■ Lo que harás ■
A. Según el texto sobre San Alfonso, ¿quién fue su impresor de Venecia?
B. Cita literalmente el fragmento del texto sobre San Alfonso que comienza en las palabras "Para mirar por" y termina después de "y escribe mucho.".

■ Texto proporcionado ■

Para mirar por la salvación de la gente, muy especialmente del campo, Alfonso como san Vicente de Paul en el siglo precedente, se basa ante todo en las misiones parroquiales y también se basa en los escritos que son una misión permanente, una misión a domicilio. Por tanto escribe, y escribe mucho.


El Escritor

Antes de su episcopado Alfonso había escrito de 51 obras y todavía antes de su muerte escribiría otras 60 más. Sí, San Alfonso es el hombre de los medios de comunicación. Escribe como predica, es decir, para que todos lo comprendan. Este es el secreto de su éxito. Alfonso escribe para el pueblo. En un mundo donde la mayoría no sabe leer ni escribir, bastara una persona que sepa leer para que todos los asistentes puedan aprovechar sus escritos. Gracias sobre todo a Remondini, su impresor de Venecia, sus obras vienen a ser los “best- sellers” de toda Europa. Un total de 112 obras con mas de 20 000 ediciones y en mas de 70 lenguas. En la imposibilidad de hacer oír su voz hasta las extremidades de la tierra, quería llegar por sus escritos a donde su predicación no podía hacerlo.

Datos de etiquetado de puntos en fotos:
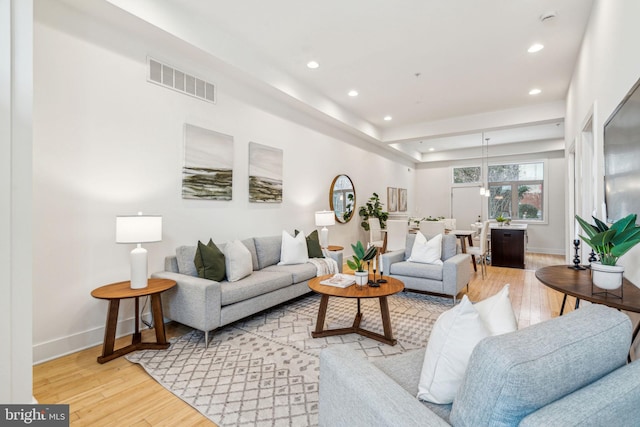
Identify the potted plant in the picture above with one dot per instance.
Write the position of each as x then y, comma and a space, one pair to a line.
610, 243
360, 256
373, 209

■ Soluciones de tareas ■
A. Remondini.

B.
Para mirar por la salvación de la gente, muy especialmente del campo, Alfonso como san Vicente de Paul en el siglo precedente, se basa ante todo en las misiones parroquiales y también se basa en los escritos que son una misión permanente, una misión a domicilio. Por tanto escribe, y escribe mucho.